-- Your goal --
Pull out every line in the items below that contains the string "pointer", matching case exactly.

-- Supplied material --

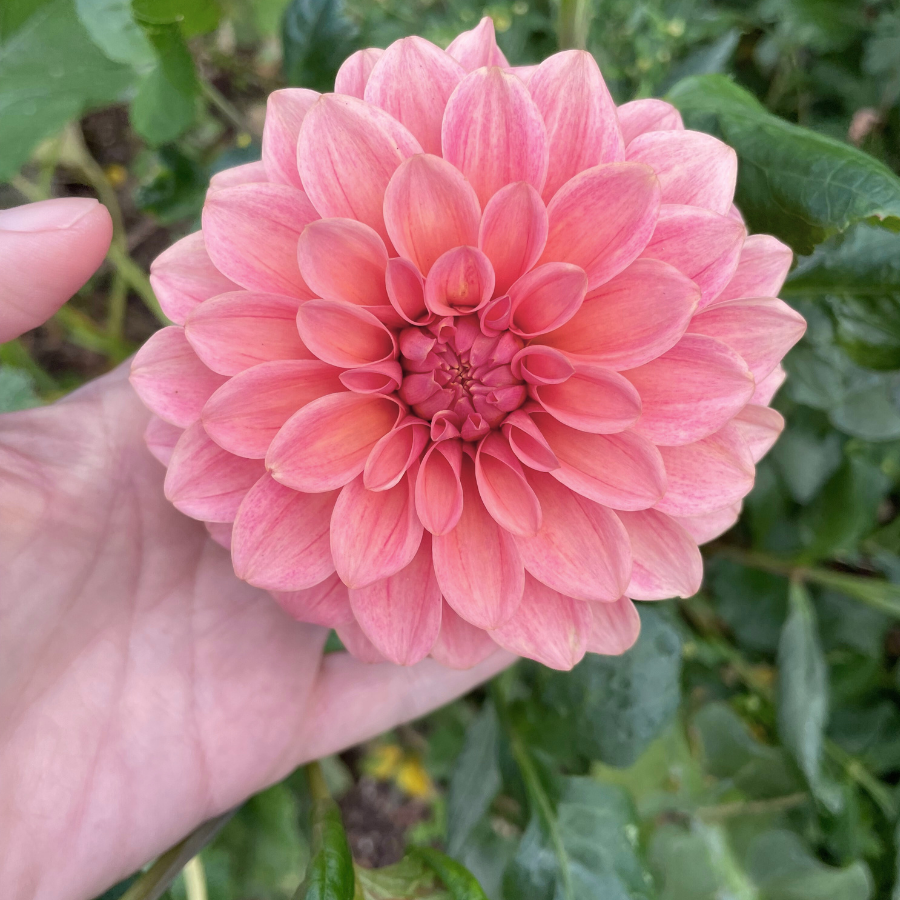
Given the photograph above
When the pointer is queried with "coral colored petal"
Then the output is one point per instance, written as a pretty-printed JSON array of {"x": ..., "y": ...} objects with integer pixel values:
[
  {"x": 251, "y": 234},
  {"x": 184, "y": 276},
  {"x": 707, "y": 475},
  {"x": 325, "y": 445},
  {"x": 285, "y": 111},
  {"x": 281, "y": 537},
  {"x": 667, "y": 562},
  {"x": 690, "y": 391},
  {"x": 615, "y": 628},
  {"x": 581, "y": 549},
  {"x": 246, "y": 413},
  {"x": 401, "y": 614},
  {"x": 579, "y": 114},
  {"x": 513, "y": 232},
  {"x": 762, "y": 330},
  {"x": 548, "y": 627},
  {"x": 206, "y": 482},
  {"x": 602, "y": 219},
  {"x": 342, "y": 259},
  {"x": 631, "y": 319},
  {"x": 494, "y": 134},
  {"x": 348, "y": 151},
  {"x": 693, "y": 168},
  {"x": 170, "y": 379},
  {"x": 235, "y": 331},
  {"x": 702, "y": 244},
  {"x": 412, "y": 81},
  {"x": 430, "y": 208}
]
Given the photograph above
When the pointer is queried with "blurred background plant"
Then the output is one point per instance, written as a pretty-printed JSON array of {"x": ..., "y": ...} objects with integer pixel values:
[{"x": 749, "y": 746}]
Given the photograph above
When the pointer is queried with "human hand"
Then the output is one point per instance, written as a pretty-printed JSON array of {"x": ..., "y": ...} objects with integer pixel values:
[{"x": 143, "y": 687}]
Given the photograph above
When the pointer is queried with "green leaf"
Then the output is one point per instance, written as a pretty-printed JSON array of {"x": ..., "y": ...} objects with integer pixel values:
[
  {"x": 794, "y": 183},
  {"x": 317, "y": 37},
  {"x": 803, "y": 693},
  {"x": 50, "y": 73}
]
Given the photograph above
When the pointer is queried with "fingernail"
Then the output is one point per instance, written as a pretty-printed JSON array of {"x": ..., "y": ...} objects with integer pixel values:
[{"x": 46, "y": 215}]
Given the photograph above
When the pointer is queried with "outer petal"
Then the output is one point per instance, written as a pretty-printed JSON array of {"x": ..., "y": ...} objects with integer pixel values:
[
  {"x": 581, "y": 549},
  {"x": 348, "y": 151},
  {"x": 690, "y": 391},
  {"x": 170, "y": 379},
  {"x": 602, "y": 219},
  {"x": 494, "y": 134},
  {"x": 667, "y": 562},
  {"x": 547, "y": 626},
  {"x": 631, "y": 319},
  {"x": 251, "y": 234},
  {"x": 325, "y": 445},
  {"x": 412, "y": 81},
  {"x": 580, "y": 116},
  {"x": 280, "y": 539},
  {"x": 374, "y": 534},
  {"x": 477, "y": 565},
  {"x": 401, "y": 615},
  {"x": 184, "y": 276},
  {"x": 246, "y": 413}
]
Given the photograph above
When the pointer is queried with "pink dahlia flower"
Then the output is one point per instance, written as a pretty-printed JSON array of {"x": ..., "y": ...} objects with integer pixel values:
[{"x": 471, "y": 357}]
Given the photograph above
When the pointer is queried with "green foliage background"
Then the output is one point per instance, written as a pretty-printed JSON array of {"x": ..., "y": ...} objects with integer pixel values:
[{"x": 749, "y": 746}]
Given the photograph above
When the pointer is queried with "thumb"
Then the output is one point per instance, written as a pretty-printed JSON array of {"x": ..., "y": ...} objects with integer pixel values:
[{"x": 48, "y": 250}]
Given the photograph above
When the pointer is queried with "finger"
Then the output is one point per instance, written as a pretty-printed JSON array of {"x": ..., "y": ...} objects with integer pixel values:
[{"x": 48, "y": 250}]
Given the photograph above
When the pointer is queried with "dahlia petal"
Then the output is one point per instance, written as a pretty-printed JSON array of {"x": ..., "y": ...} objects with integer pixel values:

-- Exercise response --
When the pointer is queried with "coral colored petal"
When the pointer is queried with "blurred background plant"
When the pointer is queried with "human hand"
When the pointer is queried with "green leaf"
When the pointer is queried with "fingernail"
When the pointer is queried with "outer petal"
When the pointer is queried with "pink dahlia flower"
When the pointer is queried with "green foliage background"
When the pointer is queried with "thumb"
When the pointer is queried with "finger"
When the pointer is queried with "dahlia petal"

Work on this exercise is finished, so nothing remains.